**Excerpted text**
■ ■ ■ ■ ■
The Registry of Standard Biological Parts is the first such catalog for the synthetic biology community. It contains information about these components: the identifying number, a short description, long and detailed descriptions, sequences and features, categorization, measured parameters, identity of the designer, references, experience in using the component, and more as needed. The Registry maintains, accepts, and delivers this information from a database at MIT via a web-based user interface. The Registry also maintains the user and group database for its user community, and provides a number of tools for dealing with these components.
The DNA Repository holds the physical DNA for the components that have been submitted by the user community and makes periodic distributions and ships out a complete set of components in the spring to the iGEM teams. It also responds to individual requests for components. The greatest challenge the Registry has is the contribution of high-quality well-documented components. Several community programs are being developed to encourage and reward these contributions. At the same time, we are increasing staff at the Registry to improve the quality of the information and DNA that we provide. We are developing a “Part Promotion Process” which will give ratings to parts and we have formed a quality control process that each part undergoes.
■ ■ ■ ■ ■
Referring expression grounding data
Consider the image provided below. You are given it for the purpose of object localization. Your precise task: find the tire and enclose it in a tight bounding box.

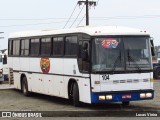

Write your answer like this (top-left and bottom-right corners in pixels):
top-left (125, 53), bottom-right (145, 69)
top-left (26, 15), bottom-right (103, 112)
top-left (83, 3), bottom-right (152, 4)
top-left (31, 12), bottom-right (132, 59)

top-left (154, 68), bottom-right (160, 79)
top-left (122, 101), bottom-right (130, 106)
top-left (73, 82), bottom-right (80, 107)
top-left (21, 77), bottom-right (30, 96)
■ ■ ■ ■ ■
**Your assignment**
Pick up the text on the Registry of Standard Biological Parts after its final sentence and continue it. The records were taken from a separate source and have no connection to the text.

**Answer to this problem**
From the early days of synthetic biology, centralization of a catalog of parts has always been considered important so that a critical mass of infrastructure, contributions, and quality could be achieved. Because the synthetic biology community comes from biology, chemistry, chemical engineering and computer science backgrounds, a single registry of parts, like a web site, represents the point of view of a select group of researchers and would fall short of the needs of some groups. We have therefore established the idea of a Web of Registries based on common data interchange formats and ontologies. The development of what is called Internet 2 is based on distribution of content across many sources and an integration of this information by the user interface.
Additionally and importantly, to guide the development of the Registy at MIT and the Web of Registries, (including the JBEI Registry) in areas such as usability, features, tools, the parts data presented, etc., we will establish a Registry Steering/Advisory Committee, to be drawn from the registry user community, to meet periodically to identify and prioritize the goals and activities of the registry groups during future years.